## To do
Using the entries that follow, write out the line containing "object: house", the line containing "object: field boundary", and every line between them, exactly and nothing else.

Saved data entries:
┄┄┄┄┄┄
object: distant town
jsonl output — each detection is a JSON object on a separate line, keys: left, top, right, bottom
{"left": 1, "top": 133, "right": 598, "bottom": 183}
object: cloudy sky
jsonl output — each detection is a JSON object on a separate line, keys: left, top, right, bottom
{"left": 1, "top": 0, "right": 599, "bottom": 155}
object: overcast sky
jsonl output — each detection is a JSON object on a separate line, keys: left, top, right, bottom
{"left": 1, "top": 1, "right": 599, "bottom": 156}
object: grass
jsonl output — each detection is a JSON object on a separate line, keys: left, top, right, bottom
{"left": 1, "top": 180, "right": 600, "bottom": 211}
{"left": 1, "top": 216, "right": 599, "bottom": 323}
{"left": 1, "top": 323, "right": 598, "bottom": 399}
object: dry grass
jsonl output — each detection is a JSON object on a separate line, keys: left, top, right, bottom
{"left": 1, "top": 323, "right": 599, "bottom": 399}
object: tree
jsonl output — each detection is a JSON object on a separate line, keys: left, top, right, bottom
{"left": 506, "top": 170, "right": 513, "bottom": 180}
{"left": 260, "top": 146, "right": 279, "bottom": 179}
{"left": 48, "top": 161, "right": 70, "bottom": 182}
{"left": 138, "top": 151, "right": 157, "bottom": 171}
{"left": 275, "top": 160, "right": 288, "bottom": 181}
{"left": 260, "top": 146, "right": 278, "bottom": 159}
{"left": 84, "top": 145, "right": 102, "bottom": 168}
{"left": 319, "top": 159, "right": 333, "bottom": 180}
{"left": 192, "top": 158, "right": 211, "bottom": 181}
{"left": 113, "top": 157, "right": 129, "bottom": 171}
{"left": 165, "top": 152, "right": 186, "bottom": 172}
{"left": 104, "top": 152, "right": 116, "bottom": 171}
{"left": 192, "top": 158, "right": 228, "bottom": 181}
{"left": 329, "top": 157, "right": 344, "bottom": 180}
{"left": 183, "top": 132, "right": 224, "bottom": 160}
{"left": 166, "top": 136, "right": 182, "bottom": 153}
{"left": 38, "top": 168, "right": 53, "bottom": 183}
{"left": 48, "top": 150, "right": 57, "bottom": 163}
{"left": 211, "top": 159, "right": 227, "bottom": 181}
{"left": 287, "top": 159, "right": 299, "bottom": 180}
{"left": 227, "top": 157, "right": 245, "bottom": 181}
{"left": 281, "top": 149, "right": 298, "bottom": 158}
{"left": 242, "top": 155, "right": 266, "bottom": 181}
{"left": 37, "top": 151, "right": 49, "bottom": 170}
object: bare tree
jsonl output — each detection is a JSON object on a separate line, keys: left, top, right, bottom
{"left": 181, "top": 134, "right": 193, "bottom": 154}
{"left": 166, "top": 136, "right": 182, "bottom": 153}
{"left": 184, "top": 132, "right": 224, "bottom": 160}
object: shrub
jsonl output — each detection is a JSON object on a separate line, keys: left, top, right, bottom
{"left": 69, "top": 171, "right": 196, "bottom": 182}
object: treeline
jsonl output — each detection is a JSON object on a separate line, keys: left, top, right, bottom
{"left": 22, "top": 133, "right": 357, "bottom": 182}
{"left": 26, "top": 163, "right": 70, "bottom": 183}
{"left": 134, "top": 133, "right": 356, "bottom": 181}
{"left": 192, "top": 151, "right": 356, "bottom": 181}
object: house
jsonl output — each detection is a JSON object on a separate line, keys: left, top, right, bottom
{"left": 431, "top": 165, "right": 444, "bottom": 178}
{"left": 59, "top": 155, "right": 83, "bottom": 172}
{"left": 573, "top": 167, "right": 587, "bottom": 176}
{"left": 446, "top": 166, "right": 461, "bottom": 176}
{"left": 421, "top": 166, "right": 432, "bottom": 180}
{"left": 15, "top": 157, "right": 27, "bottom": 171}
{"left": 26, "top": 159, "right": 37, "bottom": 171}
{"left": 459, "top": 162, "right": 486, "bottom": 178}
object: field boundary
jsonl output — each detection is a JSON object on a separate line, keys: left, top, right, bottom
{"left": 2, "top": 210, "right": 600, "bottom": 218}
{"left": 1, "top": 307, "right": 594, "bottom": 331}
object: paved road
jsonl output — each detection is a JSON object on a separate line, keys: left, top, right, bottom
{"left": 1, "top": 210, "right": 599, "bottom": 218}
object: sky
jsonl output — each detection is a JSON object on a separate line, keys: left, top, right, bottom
┄┄┄┄┄┄
## Task response
object: house
jsonl output — each detection is a JSON object on a separate line, keys: left, top, right, bottom
{"left": 431, "top": 165, "right": 444, "bottom": 178}
{"left": 59, "top": 155, "right": 83, "bottom": 172}
{"left": 573, "top": 167, "right": 587, "bottom": 176}
{"left": 446, "top": 166, "right": 461, "bottom": 176}
{"left": 421, "top": 166, "right": 432, "bottom": 180}
{"left": 15, "top": 157, "right": 27, "bottom": 171}
{"left": 26, "top": 159, "right": 37, "bottom": 171}
{"left": 459, "top": 162, "right": 486, "bottom": 178}
object: field boundary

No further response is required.